▶ **WHAT YOU WILL DO**:
I'd like every record given again exactly, please.

Records drawn from a dataset

**********

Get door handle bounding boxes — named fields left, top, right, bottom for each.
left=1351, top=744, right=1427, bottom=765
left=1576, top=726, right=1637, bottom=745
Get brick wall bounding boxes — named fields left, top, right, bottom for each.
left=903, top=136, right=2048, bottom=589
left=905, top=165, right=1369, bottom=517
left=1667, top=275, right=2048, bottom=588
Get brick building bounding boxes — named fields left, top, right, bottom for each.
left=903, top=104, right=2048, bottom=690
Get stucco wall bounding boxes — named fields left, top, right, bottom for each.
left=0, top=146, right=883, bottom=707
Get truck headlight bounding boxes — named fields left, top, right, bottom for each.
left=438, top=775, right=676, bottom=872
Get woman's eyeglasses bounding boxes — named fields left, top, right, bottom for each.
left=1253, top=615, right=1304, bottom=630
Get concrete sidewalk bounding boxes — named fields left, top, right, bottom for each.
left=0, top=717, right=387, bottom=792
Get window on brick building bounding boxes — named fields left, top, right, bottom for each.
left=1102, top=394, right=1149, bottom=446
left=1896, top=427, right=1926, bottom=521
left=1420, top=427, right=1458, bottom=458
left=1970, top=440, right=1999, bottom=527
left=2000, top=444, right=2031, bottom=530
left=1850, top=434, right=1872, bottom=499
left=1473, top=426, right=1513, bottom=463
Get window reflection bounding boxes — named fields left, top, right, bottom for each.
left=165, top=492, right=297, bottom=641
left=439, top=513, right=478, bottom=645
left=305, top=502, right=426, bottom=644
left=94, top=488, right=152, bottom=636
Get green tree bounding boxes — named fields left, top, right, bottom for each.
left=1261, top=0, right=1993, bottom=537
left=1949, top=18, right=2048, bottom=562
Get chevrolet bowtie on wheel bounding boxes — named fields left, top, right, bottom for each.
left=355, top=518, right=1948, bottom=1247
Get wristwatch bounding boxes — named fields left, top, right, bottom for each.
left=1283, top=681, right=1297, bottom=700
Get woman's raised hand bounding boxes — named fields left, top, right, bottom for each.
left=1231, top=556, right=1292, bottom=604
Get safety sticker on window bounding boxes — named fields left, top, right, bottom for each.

**********

▶ **FINISHED TASK**:
Get door handle bounding boxes — named fields left, top, right, bottom for each.
left=1351, top=744, right=1427, bottom=765
left=1576, top=726, right=1637, bottom=745
Get brick wall bounding boxes — named fields left, top, right, bottom for each.
left=903, top=136, right=2048, bottom=589
left=905, top=165, right=1369, bottom=517
left=1667, top=275, right=2048, bottom=588
Get brick building bounding boxes — named fields left, top, right, bottom for each.
left=903, top=104, right=2048, bottom=690
Get stucco wall bounding boxes — named fields left, top, right, bottom for each.
left=0, top=146, right=883, bottom=707
Get truck headlight bounding boxes — named fields left, top, right, bottom for each.
left=438, top=775, right=676, bottom=872
Get woman's eyeglasses bounding boxes — named fields left, top, right, bottom for each.
left=1253, top=615, right=1304, bottom=630
Get concrete sidewalk bounding boxes — named fields left, top, right, bottom for each.
left=0, top=717, right=387, bottom=792
Get window on brick building bounding boxes — named fields left, top, right, bottom for each.
left=1102, top=394, right=1149, bottom=446
left=1896, top=427, right=1926, bottom=521
left=1420, top=427, right=1458, bottom=458
left=1970, top=440, right=1999, bottom=527
left=2000, top=444, right=2031, bottom=530
left=1850, top=434, right=1872, bottom=499
left=1473, top=426, right=1513, bottom=463
Get window reflection bounding boxes — named fields left, top, right, bottom for each.
left=165, top=492, right=297, bottom=641
left=439, top=513, right=478, bottom=645
left=305, top=502, right=426, bottom=644
left=94, top=488, right=152, bottom=636
Get green tree bounding boxes — named fields left, top, right, bottom for each.
left=1261, top=0, right=1993, bottom=537
left=1949, top=18, right=2048, bottom=562
Get chevrolet bowtie on wheel bounding boxes — named fields left, top, right, bottom for each.
left=355, top=518, right=1948, bottom=1247
Get wristwatch bounding boxes — named fields left, top, right, bottom for each.
left=1283, top=681, right=1297, bottom=700
Get woman's raised hand bounding boxes — named fields left, top, right, bottom for each.
left=1231, top=556, right=1292, bottom=604
Get safety sticker on window bounding boxes — named fields left, top, right, bottom for each.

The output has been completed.